>> start Supplied records

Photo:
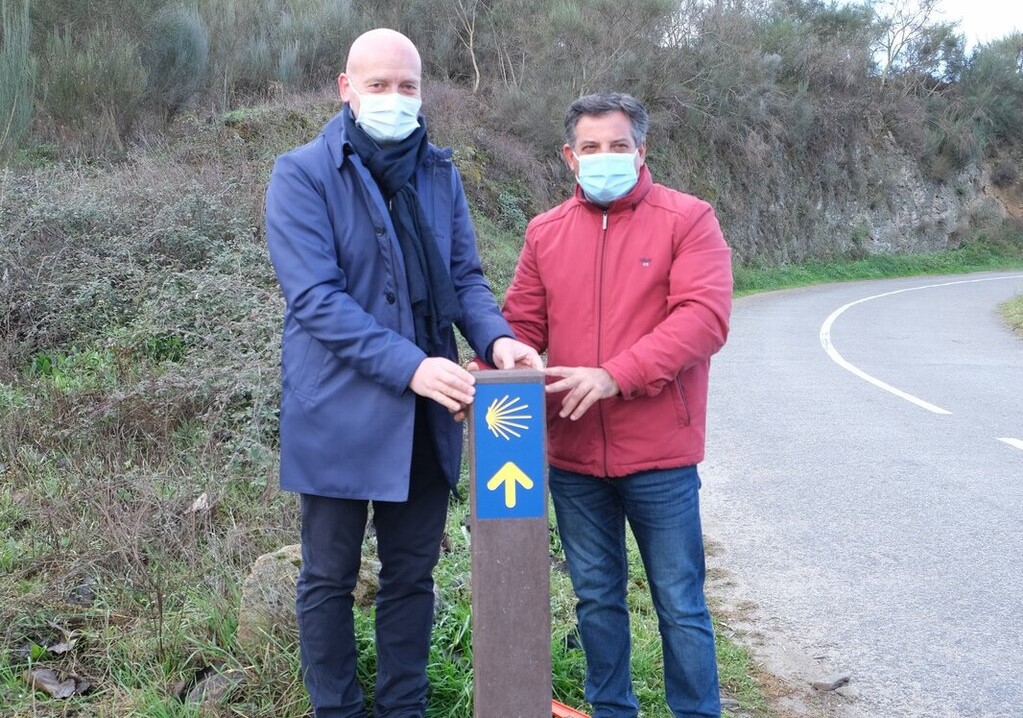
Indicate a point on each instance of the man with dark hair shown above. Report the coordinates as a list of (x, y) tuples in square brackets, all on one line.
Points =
[(627, 286), (369, 234)]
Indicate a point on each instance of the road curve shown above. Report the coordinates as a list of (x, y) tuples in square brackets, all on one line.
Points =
[(863, 483)]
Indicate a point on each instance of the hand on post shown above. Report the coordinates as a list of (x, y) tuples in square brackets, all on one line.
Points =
[(508, 353), (444, 382), (585, 386)]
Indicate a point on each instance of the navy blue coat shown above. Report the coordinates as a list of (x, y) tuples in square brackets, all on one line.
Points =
[(348, 351)]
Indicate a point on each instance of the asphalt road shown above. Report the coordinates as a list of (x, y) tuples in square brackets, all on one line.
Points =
[(864, 482)]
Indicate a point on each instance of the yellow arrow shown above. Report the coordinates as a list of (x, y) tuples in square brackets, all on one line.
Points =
[(509, 475)]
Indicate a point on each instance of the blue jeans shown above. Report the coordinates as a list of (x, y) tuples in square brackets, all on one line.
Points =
[(663, 510)]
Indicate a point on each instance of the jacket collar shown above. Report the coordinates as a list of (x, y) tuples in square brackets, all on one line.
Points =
[(340, 147), (629, 200)]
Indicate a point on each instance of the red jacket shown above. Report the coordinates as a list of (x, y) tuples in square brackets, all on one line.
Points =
[(643, 289)]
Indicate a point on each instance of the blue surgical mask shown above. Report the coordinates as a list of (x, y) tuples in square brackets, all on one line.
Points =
[(607, 176), (389, 118)]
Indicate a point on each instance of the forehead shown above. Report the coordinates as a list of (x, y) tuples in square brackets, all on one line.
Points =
[(386, 60), (604, 128)]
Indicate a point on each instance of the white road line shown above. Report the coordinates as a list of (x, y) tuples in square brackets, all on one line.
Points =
[(838, 359)]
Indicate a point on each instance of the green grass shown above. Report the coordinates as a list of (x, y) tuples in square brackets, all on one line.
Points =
[(138, 370), (1004, 251), (1013, 313)]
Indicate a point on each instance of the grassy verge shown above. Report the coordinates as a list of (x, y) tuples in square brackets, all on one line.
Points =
[(1003, 250), (139, 344), (1013, 313)]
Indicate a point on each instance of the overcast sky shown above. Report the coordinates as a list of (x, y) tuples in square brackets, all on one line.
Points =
[(983, 20)]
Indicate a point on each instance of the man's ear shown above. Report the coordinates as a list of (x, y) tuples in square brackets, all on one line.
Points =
[(570, 160)]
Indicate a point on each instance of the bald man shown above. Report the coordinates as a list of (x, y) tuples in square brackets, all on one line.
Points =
[(369, 235)]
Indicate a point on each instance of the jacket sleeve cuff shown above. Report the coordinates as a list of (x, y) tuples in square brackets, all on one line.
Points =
[(627, 386)]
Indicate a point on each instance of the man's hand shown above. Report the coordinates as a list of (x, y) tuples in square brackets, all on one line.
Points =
[(461, 411), (585, 386), (444, 382), (513, 354)]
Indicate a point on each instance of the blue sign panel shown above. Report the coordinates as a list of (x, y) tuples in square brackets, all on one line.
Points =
[(507, 424)]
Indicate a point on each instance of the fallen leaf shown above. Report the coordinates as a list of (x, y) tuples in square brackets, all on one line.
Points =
[(199, 504), (51, 683)]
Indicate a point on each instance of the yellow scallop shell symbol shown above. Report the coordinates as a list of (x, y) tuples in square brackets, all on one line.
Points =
[(504, 415)]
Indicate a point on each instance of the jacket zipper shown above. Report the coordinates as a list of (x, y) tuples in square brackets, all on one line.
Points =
[(599, 330)]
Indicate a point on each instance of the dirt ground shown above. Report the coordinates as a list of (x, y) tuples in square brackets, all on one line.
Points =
[(786, 674)]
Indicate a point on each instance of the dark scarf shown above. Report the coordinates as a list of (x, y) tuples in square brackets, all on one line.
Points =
[(435, 305)]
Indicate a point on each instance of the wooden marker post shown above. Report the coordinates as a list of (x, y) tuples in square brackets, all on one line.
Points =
[(510, 546)]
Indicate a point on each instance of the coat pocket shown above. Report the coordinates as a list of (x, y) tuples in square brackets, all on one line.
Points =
[(681, 404)]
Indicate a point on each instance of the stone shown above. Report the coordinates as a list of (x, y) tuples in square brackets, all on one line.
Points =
[(267, 607), (215, 688), (832, 683)]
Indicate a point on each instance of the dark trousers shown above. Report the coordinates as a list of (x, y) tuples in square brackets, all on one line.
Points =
[(408, 538)]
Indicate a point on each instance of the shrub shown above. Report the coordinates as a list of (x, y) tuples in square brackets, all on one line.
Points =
[(92, 88), (176, 58), (17, 76), (1005, 174)]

>> end Supplied records

**Stated task:**
Render all of the records above as a numbered list with one item per line, omitting any blank lines and leaving out the pictures.

**Answer for this exercise:**
1. Photo:
2. Indicate a point on each instance of the man with dark hair shown above. Report the coordinates as a list of (x, y) tuples in square brackets, all on one line.
3. Points =
4. [(627, 286), (369, 234)]
5. Indicate a point on each instance of the road curve shown above. Report the coordinates as a list of (x, y) tuples in square brackets, all on one line.
6. Points =
7. [(863, 483)]
8. Indicate a point on each instance of the hand on post shown above. Report the coordinates as a list of (x, y) tuples in square brackets, all on one line.
9. Points =
10. [(508, 353), (444, 382), (585, 386)]
11. Indicate a point on each instance of the navy blue coat shown above. Report the coordinates as a list of (x, y) tuples in square brackets, all on one line.
12. Points =
13. [(348, 351)]
14. Indicate a point on each instance of the asphalt road shown above. Report the coordinates as a list of (x, y) tuples in square brackets, all on one line.
15. Points =
16. [(864, 482)]
17. Indicate a point on each instance of the yellow arrow shown above. Report the coordinates as a list of (x, y) tuples in square brackets, all on one line.
18. Points =
19. [(509, 475)]
20. Indicate a point on each instance of the blue jeans shown above. Report the coordinates as a list of (x, y) tuples in square brackets, all on one line.
21. Points =
22. [(663, 510)]
23. Indicate a point on each instance of the jacket collar shown above. Report the coordinates as a list of (x, y) tuples in square brackets, all on one line.
24. Points =
25. [(340, 147), (629, 200)]
26. Indicate a point on each instance of the red jacket shown above. Report the coordinates as a list of (x, y) tuples in square brackets, all on one line.
27. Points =
28. [(643, 289)]
29. Indicate a point on each instance of the blue surgical mask shown above. Report the coordinates as a list of (x, y) tuples in square brackets, all on one line.
30. Points =
31. [(607, 176), (389, 118)]
32. Indicate a point on each instance of the forehead shown above. Report the coordinates as a list of (x, y) tuples in square brackets, all on one line.
33. Points =
34. [(386, 60), (604, 128)]
35. Indicate a point on each instance of the white road line shown above. Report the coordinates as a list of (x, y) tuples in square brackets, all on one line.
36. Points =
37. [(838, 359)]
38. Indicate a point on each instance of the green grass shown above. Report the coordinates as a list of (x, y) tuples in square brackets, all on one line.
39. Points =
40. [(138, 370), (1004, 251), (1013, 313)]
41. Indicate a point on each instance of the grassy verge shown above. Report the coordinates as a list of (x, y) tuples in square brackets, all on one line.
42. Points =
43. [(1003, 250), (139, 344), (1013, 313)]
44. Indicate a point on each instance of the overcast sky shown above. Report the coordinates as a list of (x, y) tuples in square brackets, all on one line.
45. Points =
46. [(983, 20)]
47. Indicate a point on each instance of the man's ear shown above. Report the coordinates as a list of (x, y) tuples in square brackets, all on one line.
48. Points =
49. [(570, 160)]
50. Indicate a point on each instance of the bald man shown above. Report the coordinates as a list of (x, y) tuples in square brackets, all on one line.
51. Points =
52. [(369, 235)]
53. Indicate a point on each instance of the jacket sleeve cuff shown above. Report the coordinates as a list of (x, y) tuples in square brackets, all on one line.
54. Points =
55. [(627, 386)]
56. Indicate a point on each instance of the man's hand shown above. Report the coordinates as a list of (x, y) tuples in square brackets, all on one line.
57. Points =
58. [(461, 411), (585, 386), (444, 382), (513, 354)]
59. Indicate a point on each instance of the blue sign panel shown above. Report the coordinates as a list of (x, y) tuples in square brackets, all on one line.
60. Points =
61. [(507, 424)]
62. Indicate a point on each instance of the fallen leaf shown above. Report the coordinates as a list of (x, y) tuples in square brackets, all on one line.
63. Points =
64. [(199, 504), (51, 683)]
65. Indicate a point on each instance of the yellow scallop shell symbol shown above. Report the coordinates as a list of (x, y) tuples in square brackets, all on one line.
66. Points =
67. [(504, 415)]
68. Indicate a point on each instance of the jacket zipper shown above. Report the coordinates as a list of (x, y) tuples in square brackets, all on one line.
69. Points =
70. [(599, 330)]
71. Indicate a point on each instance of the dirt ground shown above. Report the coordinates as a list of (x, y) tuples in square brackets, all on one line.
72. Points =
73. [(786, 674)]
74. Indicate a point on each instance of the dark scarf shown above. Report the coordinates as a list of (x, y) tuples in square brackets, all on one line.
75. Points =
76. [(435, 305)]
77. Indicate a point on each instance of the wooden marker post shown above. Report the coordinates as a list of (x, y) tuples in square brackets, all on one line.
78. Points =
79. [(510, 546)]
80. Indicate a point on each instance of the coat pocket shown above. Report the coordinates as a list of (x, y) tuples in square brackets, all on one line.
81. Points =
82. [(681, 404)]
83. Indicate a point on each instance of the stone shown above. Report the coordinates as a list of (x, y) tuples in square brackets, all on one line.
84. Points =
85. [(267, 607), (215, 688), (832, 683)]
86. Indicate a point on each instance of the dark trousers shown above. Report the coordinates as a list of (x, y) tuples in square brackets, all on one line.
87. Points =
88. [(408, 538)]
89. Indicate a point on each instance of the shrub shown above. Report the coordinates as a list of (x, y) tuples in square brackets, all on one line.
90. Points =
91. [(92, 88), (176, 58), (17, 76), (1005, 174)]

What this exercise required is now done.